* **Records to use**:

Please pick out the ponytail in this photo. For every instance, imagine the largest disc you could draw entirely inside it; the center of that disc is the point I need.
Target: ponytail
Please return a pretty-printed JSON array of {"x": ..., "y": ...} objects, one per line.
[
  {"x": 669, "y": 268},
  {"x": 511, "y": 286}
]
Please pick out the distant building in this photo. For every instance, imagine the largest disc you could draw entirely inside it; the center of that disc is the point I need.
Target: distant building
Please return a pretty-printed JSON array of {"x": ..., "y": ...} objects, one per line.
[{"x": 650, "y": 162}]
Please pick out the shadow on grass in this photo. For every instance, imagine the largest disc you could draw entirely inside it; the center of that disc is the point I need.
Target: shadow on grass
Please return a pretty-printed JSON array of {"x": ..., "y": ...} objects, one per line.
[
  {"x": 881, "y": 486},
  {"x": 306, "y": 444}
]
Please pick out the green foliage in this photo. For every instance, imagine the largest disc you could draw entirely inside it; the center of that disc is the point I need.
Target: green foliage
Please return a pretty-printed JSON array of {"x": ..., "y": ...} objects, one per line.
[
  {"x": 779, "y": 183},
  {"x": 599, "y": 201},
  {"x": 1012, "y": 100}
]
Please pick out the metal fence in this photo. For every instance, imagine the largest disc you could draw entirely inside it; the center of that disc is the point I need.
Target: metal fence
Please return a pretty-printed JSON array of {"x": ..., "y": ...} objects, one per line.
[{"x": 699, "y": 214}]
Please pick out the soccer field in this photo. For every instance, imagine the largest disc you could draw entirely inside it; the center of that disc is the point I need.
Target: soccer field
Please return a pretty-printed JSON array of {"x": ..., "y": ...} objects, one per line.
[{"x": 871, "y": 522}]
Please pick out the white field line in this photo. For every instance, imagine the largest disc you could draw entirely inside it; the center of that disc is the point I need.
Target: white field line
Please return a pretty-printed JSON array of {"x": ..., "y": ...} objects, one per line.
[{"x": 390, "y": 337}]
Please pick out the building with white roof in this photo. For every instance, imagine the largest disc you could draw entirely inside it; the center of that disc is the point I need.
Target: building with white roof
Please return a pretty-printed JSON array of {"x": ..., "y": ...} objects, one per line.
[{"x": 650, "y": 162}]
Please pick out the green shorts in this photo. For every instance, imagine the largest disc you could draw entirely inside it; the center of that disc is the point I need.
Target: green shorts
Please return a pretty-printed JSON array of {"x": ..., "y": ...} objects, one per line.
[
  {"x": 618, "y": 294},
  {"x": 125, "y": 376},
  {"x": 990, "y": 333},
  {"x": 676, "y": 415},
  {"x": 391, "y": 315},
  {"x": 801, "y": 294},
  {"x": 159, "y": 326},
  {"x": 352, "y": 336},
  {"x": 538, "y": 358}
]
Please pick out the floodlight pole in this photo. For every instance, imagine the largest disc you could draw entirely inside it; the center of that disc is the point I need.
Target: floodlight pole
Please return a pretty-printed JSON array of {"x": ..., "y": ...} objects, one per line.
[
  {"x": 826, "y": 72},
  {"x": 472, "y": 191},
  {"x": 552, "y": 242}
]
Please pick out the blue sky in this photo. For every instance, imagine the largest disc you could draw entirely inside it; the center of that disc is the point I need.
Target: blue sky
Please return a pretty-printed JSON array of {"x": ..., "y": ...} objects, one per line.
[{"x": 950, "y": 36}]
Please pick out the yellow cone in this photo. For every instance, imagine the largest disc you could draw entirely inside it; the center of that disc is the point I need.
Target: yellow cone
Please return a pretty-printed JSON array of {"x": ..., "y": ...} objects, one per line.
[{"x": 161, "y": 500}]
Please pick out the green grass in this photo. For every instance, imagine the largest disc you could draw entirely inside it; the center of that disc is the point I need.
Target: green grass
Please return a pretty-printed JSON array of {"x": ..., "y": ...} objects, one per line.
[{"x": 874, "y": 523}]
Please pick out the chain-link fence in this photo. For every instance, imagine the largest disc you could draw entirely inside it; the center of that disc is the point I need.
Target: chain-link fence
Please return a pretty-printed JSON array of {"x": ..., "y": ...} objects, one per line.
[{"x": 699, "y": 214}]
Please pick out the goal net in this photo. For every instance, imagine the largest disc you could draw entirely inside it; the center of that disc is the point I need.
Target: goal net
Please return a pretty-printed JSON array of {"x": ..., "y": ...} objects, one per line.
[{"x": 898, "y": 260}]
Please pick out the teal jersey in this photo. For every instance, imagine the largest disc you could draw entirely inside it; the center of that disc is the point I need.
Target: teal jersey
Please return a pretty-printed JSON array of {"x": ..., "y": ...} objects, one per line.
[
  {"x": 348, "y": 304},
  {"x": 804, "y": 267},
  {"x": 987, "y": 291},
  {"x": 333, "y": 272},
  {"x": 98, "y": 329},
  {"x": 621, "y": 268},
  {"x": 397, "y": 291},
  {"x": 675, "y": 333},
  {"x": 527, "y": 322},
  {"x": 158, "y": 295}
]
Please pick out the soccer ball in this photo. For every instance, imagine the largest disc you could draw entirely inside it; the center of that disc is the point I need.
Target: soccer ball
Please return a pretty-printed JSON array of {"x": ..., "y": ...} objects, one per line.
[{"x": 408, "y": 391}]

* **Task instructions**: Could you repeat the records above word for word, beginning with the line that contains "Please pick out the soccer ball" and continuing through the end of the records?

* **Answer to this task**:
Please pick out the soccer ball in this photo. For every instance, imagine the largest disc you could draw entirely inside it; the center of that disc is the point I need.
Target: soccer ball
Please return a pretty-printed JSON array of {"x": ..., "y": ...} objects, one per line.
[{"x": 408, "y": 391}]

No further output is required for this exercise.